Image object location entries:
# # # # # # #

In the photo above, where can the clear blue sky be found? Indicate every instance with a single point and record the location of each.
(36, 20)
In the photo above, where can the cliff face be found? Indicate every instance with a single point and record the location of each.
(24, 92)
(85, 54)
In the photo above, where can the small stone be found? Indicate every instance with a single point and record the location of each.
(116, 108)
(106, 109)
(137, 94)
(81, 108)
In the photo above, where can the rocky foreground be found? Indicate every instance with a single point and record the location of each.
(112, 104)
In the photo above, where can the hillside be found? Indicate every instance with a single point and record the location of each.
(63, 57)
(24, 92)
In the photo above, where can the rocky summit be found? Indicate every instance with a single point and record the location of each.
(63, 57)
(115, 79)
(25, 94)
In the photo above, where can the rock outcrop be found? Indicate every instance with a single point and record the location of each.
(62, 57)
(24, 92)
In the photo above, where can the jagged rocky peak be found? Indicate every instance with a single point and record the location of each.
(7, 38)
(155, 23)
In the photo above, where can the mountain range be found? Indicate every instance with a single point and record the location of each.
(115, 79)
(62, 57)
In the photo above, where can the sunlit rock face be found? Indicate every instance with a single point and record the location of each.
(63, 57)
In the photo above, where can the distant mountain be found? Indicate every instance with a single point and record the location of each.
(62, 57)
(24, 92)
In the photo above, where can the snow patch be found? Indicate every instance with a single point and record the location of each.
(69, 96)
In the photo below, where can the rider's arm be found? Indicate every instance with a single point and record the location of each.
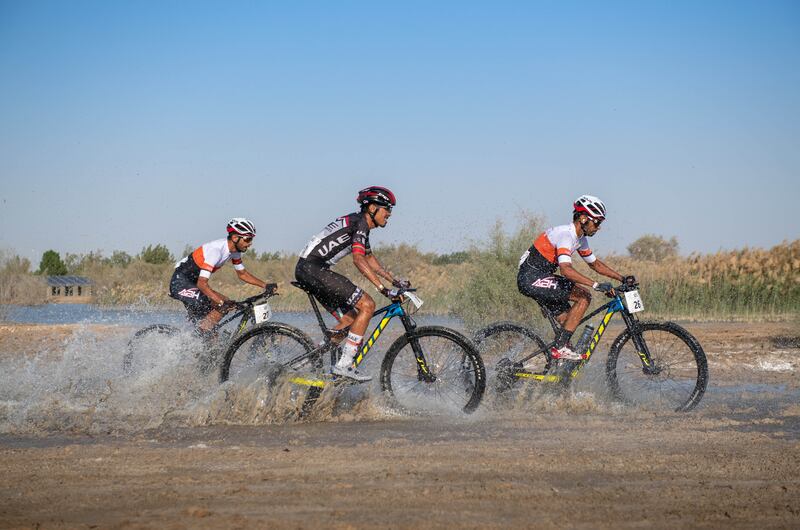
(569, 272)
(246, 277)
(378, 268)
(601, 268)
(363, 264)
(216, 298)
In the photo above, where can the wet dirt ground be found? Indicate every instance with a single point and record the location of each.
(574, 461)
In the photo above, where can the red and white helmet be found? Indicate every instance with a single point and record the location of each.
(591, 206)
(376, 195)
(241, 226)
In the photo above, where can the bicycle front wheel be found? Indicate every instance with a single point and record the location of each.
(265, 350)
(675, 376)
(434, 369)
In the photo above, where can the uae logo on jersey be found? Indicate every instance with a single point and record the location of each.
(194, 292)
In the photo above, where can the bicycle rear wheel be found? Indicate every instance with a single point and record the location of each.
(678, 373)
(265, 350)
(146, 347)
(501, 346)
(455, 378)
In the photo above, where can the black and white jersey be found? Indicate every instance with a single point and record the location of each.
(347, 234)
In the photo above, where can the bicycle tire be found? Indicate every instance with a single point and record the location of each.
(138, 338)
(501, 344)
(455, 364)
(294, 342)
(682, 369)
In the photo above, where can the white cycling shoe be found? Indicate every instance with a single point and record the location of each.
(565, 353)
(351, 373)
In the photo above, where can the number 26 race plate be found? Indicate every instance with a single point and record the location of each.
(263, 313)
(633, 302)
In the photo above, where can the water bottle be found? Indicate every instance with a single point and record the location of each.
(586, 336)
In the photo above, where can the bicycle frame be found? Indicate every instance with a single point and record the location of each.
(395, 309)
(610, 308)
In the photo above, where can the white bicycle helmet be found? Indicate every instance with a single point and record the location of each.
(241, 226)
(591, 206)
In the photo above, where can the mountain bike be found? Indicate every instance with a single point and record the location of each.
(143, 346)
(652, 364)
(426, 368)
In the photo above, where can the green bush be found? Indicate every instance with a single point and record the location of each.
(51, 264)
(156, 255)
(653, 248)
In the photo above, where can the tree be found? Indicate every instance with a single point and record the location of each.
(156, 254)
(51, 264)
(651, 247)
(14, 264)
(119, 258)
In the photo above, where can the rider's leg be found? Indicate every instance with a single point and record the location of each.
(364, 309)
(208, 322)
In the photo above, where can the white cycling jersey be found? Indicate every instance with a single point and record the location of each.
(557, 244)
(209, 258)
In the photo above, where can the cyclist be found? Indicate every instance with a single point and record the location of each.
(552, 251)
(348, 303)
(189, 282)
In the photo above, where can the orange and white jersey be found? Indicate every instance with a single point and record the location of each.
(557, 244)
(209, 258)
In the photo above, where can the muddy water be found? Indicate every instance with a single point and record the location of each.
(82, 445)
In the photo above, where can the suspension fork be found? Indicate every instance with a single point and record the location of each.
(423, 373)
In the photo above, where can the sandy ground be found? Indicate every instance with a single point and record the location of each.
(570, 462)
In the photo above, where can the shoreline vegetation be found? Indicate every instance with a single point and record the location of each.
(477, 285)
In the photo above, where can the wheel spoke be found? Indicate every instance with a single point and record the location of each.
(676, 380)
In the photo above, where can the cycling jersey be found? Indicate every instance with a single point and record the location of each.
(206, 259)
(555, 246)
(347, 234)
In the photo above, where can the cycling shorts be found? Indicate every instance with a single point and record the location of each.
(548, 289)
(335, 292)
(184, 289)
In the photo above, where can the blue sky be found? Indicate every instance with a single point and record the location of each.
(124, 124)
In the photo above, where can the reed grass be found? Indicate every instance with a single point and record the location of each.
(479, 285)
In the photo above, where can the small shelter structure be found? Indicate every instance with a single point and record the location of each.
(69, 289)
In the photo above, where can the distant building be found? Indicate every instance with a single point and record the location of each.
(73, 289)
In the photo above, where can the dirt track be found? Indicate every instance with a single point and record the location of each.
(574, 462)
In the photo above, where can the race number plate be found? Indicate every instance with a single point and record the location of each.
(633, 302)
(416, 300)
(263, 312)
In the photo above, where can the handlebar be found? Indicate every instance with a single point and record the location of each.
(625, 287)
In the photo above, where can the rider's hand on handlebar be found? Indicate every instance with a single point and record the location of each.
(401, 283)
(604, 287)
(390, 293)
(226, 305)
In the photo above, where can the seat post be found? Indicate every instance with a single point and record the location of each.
(550, 318)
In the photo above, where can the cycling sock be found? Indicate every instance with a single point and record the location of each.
(562, 338)
(350, 348)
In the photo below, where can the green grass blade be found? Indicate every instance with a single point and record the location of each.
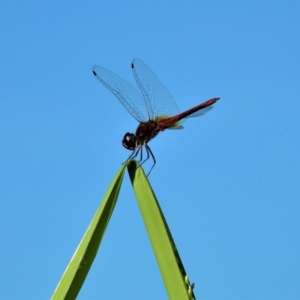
(169, 262)
(79, 266)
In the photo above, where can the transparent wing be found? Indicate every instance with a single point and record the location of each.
(127, 94)
(158, 100)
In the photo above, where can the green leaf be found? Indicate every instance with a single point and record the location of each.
(78, 268)
(169, 262)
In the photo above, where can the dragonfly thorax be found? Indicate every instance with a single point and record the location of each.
(129, 141)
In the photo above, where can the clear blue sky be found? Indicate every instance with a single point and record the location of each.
(228, 183)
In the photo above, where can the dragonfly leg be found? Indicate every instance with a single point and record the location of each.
(149, 153)
(134, 153)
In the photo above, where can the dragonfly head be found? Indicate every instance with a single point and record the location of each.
(129, 141)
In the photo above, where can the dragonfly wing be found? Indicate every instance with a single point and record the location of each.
(198, 113)
(158, 100)
(178, 127)
(127, 94)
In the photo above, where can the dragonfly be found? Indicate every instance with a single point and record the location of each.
(153, 107)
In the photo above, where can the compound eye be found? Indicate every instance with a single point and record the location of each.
(129, 141)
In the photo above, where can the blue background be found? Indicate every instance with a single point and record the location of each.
(228, 183)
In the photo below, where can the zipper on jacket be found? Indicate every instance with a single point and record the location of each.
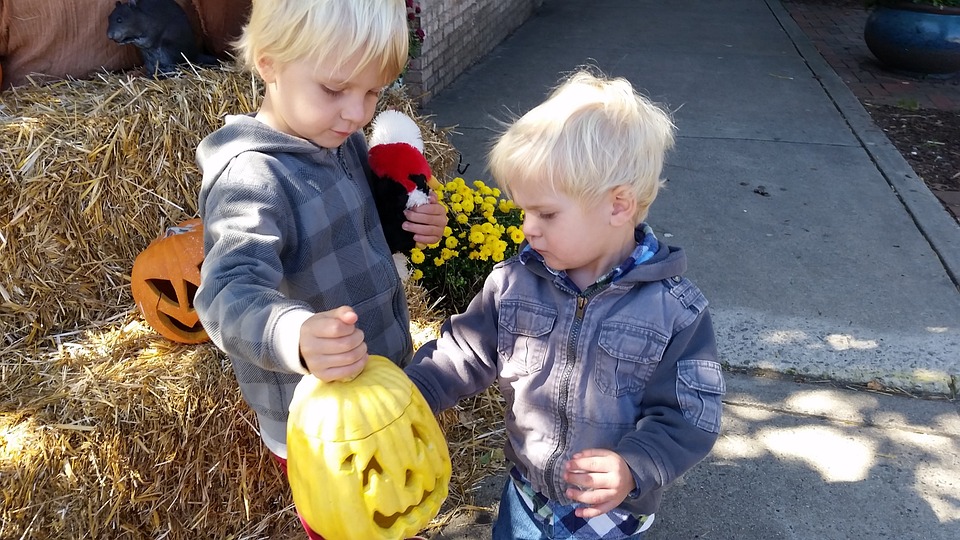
(564, 398)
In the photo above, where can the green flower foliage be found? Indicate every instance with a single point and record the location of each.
(483, 229)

# # # # # # #

EXERCISE DIRECTIONS: Using the records above, extract exactly and only the lines from the one with "In the photo above, where can the dragonfly leg" through the final line, inclusive, leaving out pictures.

FINAL RESULT:
In the photo above, where can the dragonfly leg be found? Indicate every instance with a single point and record the location of each.
(149, 153)
(134, 153)
In the photo above, where can the dragonfly head be found? Indicate every instance with a single point and record the location of each.
(129, 141)
In the photo above, where can the dragonfly wing be found? Indicate every instance with a single point and record the location of each.
(198, 113)
(158, 100)
(178, 127)
(127, 94)
In the photo above, where can the dragonfly be found? Indicate every instance with a single point and record the location of each.
(153, 107)
In the photo above, where can the compound eye be found? Indicate every instance with a single point and record the location of each.
(129, 141)
In the photo above, where can the blue background be found? Indicate every instance with a single point and record the location of each.
(228, 183)
In the photo below, where can the zipper on jacket be found? Indicate every instance with a single point and record the location of each.
(564, 398)
In the photo above, where can the green flower foliage be found? Indicate every instance with a single point and record the location of each.
(483, 229)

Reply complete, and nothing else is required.